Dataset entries
——————————

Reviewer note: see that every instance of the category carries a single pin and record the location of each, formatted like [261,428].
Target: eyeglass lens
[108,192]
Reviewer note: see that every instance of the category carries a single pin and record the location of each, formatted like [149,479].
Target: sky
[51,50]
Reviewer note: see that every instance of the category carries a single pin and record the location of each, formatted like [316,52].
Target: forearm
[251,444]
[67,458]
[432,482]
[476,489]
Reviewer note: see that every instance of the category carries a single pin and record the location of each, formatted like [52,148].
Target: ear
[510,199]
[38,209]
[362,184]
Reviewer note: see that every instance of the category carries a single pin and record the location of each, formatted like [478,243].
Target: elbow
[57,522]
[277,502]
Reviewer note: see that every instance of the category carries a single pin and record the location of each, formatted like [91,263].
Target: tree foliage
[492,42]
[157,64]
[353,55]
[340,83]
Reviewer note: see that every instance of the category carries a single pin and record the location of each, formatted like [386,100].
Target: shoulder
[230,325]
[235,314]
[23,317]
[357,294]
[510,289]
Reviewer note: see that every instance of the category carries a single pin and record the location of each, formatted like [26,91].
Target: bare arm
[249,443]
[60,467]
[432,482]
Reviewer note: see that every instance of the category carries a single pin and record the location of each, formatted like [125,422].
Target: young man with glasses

——————————

▶ **What is required**
Print exactly the lines from the one with "formatted like [316,52]." through the end of the data, inclusive.

▶ **Answer to this exercise**
Reviewer note: see that every instance of the category carries a single pin and record the location of each, formatted like [316,52].
Target: forearm
[251,444]
[67,458]
[432,482]
[476,489]
Reviewer note: see that every instance of the category carries a single pin and record the location of each, formatted like [52,148].
Target: ear
[510,199]
[38,209]
[362,184]
Reviewer note: see that every instance of the category carries a single pin and record the location of each, formatted like [478,243].
Target: elbow
[57,522]
[277,502]
Reviewer note: see that every instance of the category carries a single pin and record the location of each, formatted like [91,263].
Target: tree foliage
[492,42]
[157,64]
[353,55]
[340,83]
Reviewer note: see that every instance of the category carries a single pin and record the location of each, formatted like [386,100].
Target: shoulder
[230,325]
[235,314]
[23,317]
[357,294]
[510,289]
Reviewer note: see that every instance of the category carries a single pin and record the location of each, formatted like [26,91].
Target: bare arm
[249,443]
[60,467]
[432,482]
Reviewer note: see that every instance of the category carries a single pin and record the location of each, formatted like [125,422].
Target: young man with glasses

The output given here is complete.